SOURCE EXTRACT
------------------------------------

Now consider first that an unmarked crosswalk exists here to cross Brevard Street and that this crossing has been identified as a desired bike route that is now part of the LRTP. A bicyclist already has the right to ride on the road according to 316.2065 (1) F.S and to make a left turn from MLK headed north onto Brevard headed west. This manuever involves crossing two-way traffic on Brevard street and is no less safe than crossing the street entirely, provided the opposite curb allows access to exit the roadway. We had such access when the ramp was there. We no longer do. This change has made using this future bicycle route LESS SAFE, not more safe.


image shows wood framing for sidewalk on south side of Brevard Street, opposite the cemetery


The second reason given for removing the ramp is that there is not currently a sidewalk on the south side of Brevard Street. That is true, though there had been one up until about a year ago and if the framing on the ground there currently is any indication, there will soon be one again. Will Streets and Drainage replace the ramp once the new sidewalk is built? As for his discussion of ADA implications, I am not so familiar with ADA that I know what part of it suggests restricting blind and disabled people from crossing the street where it is legal to do so. Perhaps it is appropriate to offer no facilities except where it is most safe to cross. However, the nearest safe crossing is a long, hot, unshaded 125 yards away. For wheelchair travellers, the route to that nearest safe crossing is worse than a washboard road.





While the sidewalk is impeccably edged, the clumps of grass growing through the cracks in the sidewalk are monstrous and probably violate ADA far more than the existence of a "midblock" ramp.

About 100 yards to the east along this sidewalk is a driveway that slants down to the road. The flat part of the sidewalk narrows to accomodate the slope of the driveway. Surely this is one of those necessary engineering compromises to accomodate a driveway across a sidewalk, but it seems to me a greater hazard to a blind person using a cane to track the right edge of the sidewalk and find it suddenly tilting away to the street at a location that truly is midblock. It suggests that the priorities for motor vehicles supersedes those of pedestrians and even of the Americans with Disabilities Act.

The ADA justification for removal of this ramp is shaky at best. I actually contacted a blind neighbor who walks with a cane for his input and he conceded that the scenario described by Mr. Earle of a blind person trapped because of this ramp was possible, it was not likely or logical since most blind people who walk with canes do so in areas they are familiar with their surroundings. When in an unfamiliar place he would listen for traffic and determine with the cane if the ramp was a driveway or a roadway and if he was still unsure, he would not venture into the road. My question for Mr. Earle is if any ADA complaints were made about this ramp.

It is an engineering challenge to weave bicycle, pedestrian and motor vehicles into a unified transportation system and I have great respect for those who undertake the task. I thank Mr. Earle and his colleagues in Streets and Drainage and Traffic Engineering for their hard work and their efforts to consider all transportation users.I think they missed the mark in this case.

Hoodwalker

Mr. Earle replied that he would pass along my comments. I'm guessing he's passing them to Traffic Engineering or the the ADA guru who came up with the ADA argument against this ramp.

Saturday, August 19, 2006

What's in a Link?

What's with all the links?

------------------------------------

[Entries for pointing at labeled objects]
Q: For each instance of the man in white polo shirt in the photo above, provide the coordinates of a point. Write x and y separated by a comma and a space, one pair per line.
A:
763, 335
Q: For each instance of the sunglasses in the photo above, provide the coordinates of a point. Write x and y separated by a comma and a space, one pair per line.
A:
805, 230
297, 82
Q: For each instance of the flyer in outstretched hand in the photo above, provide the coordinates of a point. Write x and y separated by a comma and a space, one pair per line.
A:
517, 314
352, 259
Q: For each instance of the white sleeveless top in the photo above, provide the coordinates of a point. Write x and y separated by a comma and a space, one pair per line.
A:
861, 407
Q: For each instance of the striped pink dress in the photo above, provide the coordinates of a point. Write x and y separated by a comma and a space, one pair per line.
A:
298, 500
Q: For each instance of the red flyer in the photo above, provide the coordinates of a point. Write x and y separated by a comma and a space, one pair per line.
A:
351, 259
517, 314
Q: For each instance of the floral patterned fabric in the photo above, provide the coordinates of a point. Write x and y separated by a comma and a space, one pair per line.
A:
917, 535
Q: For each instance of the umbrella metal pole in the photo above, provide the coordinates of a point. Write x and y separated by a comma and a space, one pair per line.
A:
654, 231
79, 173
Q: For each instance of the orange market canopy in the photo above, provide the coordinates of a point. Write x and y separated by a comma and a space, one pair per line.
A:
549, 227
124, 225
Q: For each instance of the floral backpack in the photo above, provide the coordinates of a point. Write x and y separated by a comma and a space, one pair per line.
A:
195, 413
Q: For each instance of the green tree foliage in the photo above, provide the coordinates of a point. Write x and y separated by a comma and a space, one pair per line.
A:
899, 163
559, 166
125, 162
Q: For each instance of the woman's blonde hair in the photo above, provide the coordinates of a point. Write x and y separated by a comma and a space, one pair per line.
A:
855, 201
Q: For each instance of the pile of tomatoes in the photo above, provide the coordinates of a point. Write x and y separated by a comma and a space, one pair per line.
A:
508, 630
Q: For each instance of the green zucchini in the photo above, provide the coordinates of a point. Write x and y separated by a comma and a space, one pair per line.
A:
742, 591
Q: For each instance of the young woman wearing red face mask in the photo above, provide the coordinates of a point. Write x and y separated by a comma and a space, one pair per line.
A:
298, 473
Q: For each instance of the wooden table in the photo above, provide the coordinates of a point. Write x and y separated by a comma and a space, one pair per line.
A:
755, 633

------------------------------------

SET OF TASKS
(a) Repeat, word for word, the part of the ramp post that opens with the words containing "The second reason" and closes with "a washboard road.".
(b) Format as a JSON list of strings the lines of the rows that start with the line containing "Q: For each instance of the wooden" and run through the last row. Give one string per line, leave out blank lines, and include only those lines.
The ramp post and the rows have nothing to do with each other.

RESULTS IN ORDER
(a)
The second reason given for removing the ramp is that there is not currently a sidewalk on the south side of Brevard Street. That is true, though there had been one up until about a year ago and if the framing on the ground there currently is any indication, there will soon be one again. Will Streets and Drainage replace the ramp once the new sidewalk is built? As for his discussion of ADA implications, I am not so familiar with ADA that I know what part of it suggests restricting blind and disabled people from crossing the street where it is legal to do so. Perhaps it is appropriate to offer no facilities except where it is most safe to cross. However, the nearest safe crossing is a long, hot, unshaded 125 yards away. For wheelchair travellers, the route to that nearest safe crossing is worse than a washboard road.

(b)
[
  "Q: For each instance of the wooden table in the photo above, provide the coordinates of a point. Write x and y separated by a comma and a space, one pair per line.",
  "A:",
  "755, 633"
]